[Task details]: How many lines in the records below contain the string "pine"? Matching is case-sensitive, and the reply should be the number alone.

[Data supplied]:

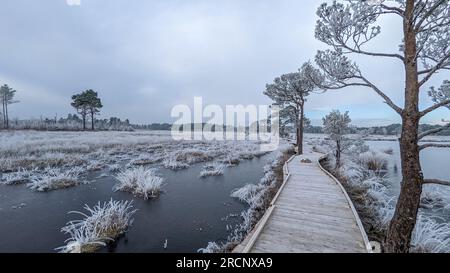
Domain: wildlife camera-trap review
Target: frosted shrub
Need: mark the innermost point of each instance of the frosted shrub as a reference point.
(140, 181)
(430, 236)
(190, 156)
(434, 197)
(54, 179)
(373, 161)
(212, 247)
(214, 169)
(102, 223)
(19, 177)
(249, 194)
(174, 165)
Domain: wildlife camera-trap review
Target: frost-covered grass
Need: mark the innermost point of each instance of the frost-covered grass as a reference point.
(102, 224)
(212, 247)
(250, 194)
(26, 156)
(364, 177)
(140, 181)
(54, 179)
(212, 169)
(430, 236)
(373, 160)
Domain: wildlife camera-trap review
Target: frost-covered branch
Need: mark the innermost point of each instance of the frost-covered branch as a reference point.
(387, 100)
(434, 107)
(433, 145)
(340, 72)
(349, 27)
(444, 63)
(429, 13)
(436, 181)
(441, 97)
(433, 131)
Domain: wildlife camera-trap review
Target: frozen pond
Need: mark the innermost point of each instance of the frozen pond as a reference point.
(191, 212)
(435, 162)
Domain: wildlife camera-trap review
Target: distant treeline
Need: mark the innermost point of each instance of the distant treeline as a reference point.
(71, 123)
(389, 130)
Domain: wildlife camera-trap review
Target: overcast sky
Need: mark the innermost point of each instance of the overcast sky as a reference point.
(143, 57)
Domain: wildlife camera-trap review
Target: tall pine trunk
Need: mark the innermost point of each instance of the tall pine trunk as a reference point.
(338, 154)
(402, 225)
(92, 121)
(3, 113)
(300, 131)
(6, 115)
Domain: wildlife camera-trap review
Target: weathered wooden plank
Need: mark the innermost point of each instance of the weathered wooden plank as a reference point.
(311, 214)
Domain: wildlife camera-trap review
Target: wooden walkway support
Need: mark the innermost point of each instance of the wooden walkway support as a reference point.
(310, 213)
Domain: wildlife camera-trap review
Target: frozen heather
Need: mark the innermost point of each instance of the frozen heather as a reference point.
(212, 169)
(250, 193)
(212, 247)
(102, 224)
(140, 181)
(373, 161)
(28, 155)
(430, 236)
(54, 179)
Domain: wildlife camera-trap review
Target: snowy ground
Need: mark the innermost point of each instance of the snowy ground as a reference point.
(52, 160)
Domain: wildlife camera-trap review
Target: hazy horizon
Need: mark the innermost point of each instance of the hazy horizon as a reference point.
(144, 57)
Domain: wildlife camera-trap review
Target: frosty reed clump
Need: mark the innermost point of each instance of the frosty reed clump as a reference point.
(140, 182)
(430, 235)
(364, 175)
(212, 169)
(102, 224)
(54, 179)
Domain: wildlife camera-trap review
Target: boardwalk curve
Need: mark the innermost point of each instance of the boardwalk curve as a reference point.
(310, 213)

[Response]: 2